*** Selected text Section Begins ***
# New Ariens Machines



## JJG723 (Mar 7, 2015)

Ariens is revamping the walk-behind lineup for next season. I'm very interested in hearing more about these machines. Especially since I was already looking at buying a new Professional Hydro RapidTrak in the fall.


----------



## LenD (Nov 17, 2020)

I like what I have now


----------



## 140278 (Aug 27, 2020)

at what price ?


----------



## drmerdp (Feb 9, 2014)

“Alpine edition” electric track and chute. Cool, competition for the HS1336i... maybe.

I love the emphasis on a 1gal fuel tank. Bout time. The gx390 I believe has an1.5gal tank. 

The snowblower market is heating up.


----------



## 140278 (Aug 27, 2020)

drmerdp said:


> “Alpine edition” electric track and chute. Cool, competition for the HS1336i... maybe.
> 
> I love the emphasis on a 1gal fuel tank. Bout time. The gx390 I believe has an1.5gal tank.
> 
> The snowblower market is heating up.


with you on that one, perfect for our mountain areas, nice beefy skids also not cheap stamped tin sorry stamped steel


----------



## JJG723 (Mar 7, 2015)

I contacted Paul Sikkema from Moving Snow about the new machines. He stated he was at the debut of all the new equipment and is working on many vids for his youtube channel going over each machine and all the new features.


----------



## Zavie (Sep 23, 2014)

Collect all three!


----------



## Jackmels (Feb 18, 2013)

Just say "No" to EFI


----------



## Clutch Cargo (Dec 27, 2015)

I like the light bar.


----------



## SNOWJOE (Nov 18, 2018)

JJG723 said:


> Ariens is revamping the walk-behind lineup for next season. I'm very interested in hearing more about these machines. Especially since I was already looking at buying a new Professional Hydro RapidTrak in the fall.
*** Selected text Section Ends ***
# Questions to answer:
• A. Render this sentence from the thread on new Ariens machines in Spanish: "The snowblower market is heating up."
• B. Transcribe the passage of the thread on new Ariens machines between "I contacted Paul" and "Collect all three!", inclusive.
The data after this point plays no role here.
*** Data excerpt Section Begins ***
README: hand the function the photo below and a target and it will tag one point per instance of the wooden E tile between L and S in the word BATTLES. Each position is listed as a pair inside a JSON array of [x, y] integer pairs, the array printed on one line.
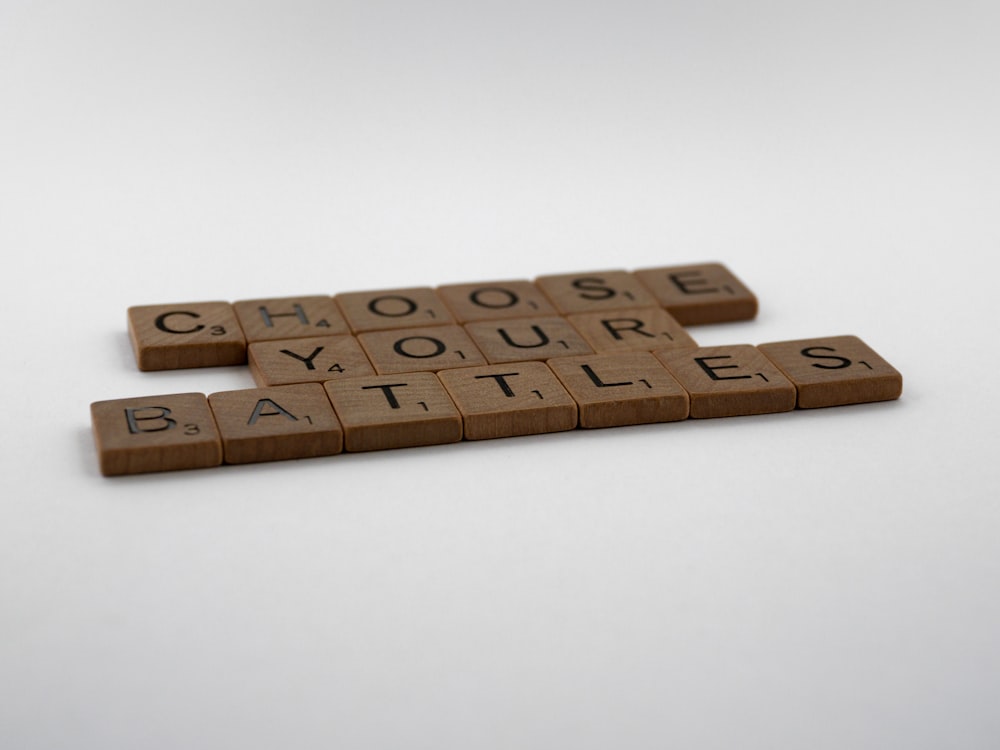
[[729, 381]]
*** Data excerpt Section Ends ***
# Task-by-task answers:
• A. El mercado de las quitanieves se está calentando.

• B.
I contacted Paul Sikkema from Moving Snow about the new machines. He stated he was at the debut of all the new equipment and is working on many vids for his youtube channel going over each machine and all the new features.


----------



## Zavie (Sep 23, 2014)

Collect all three!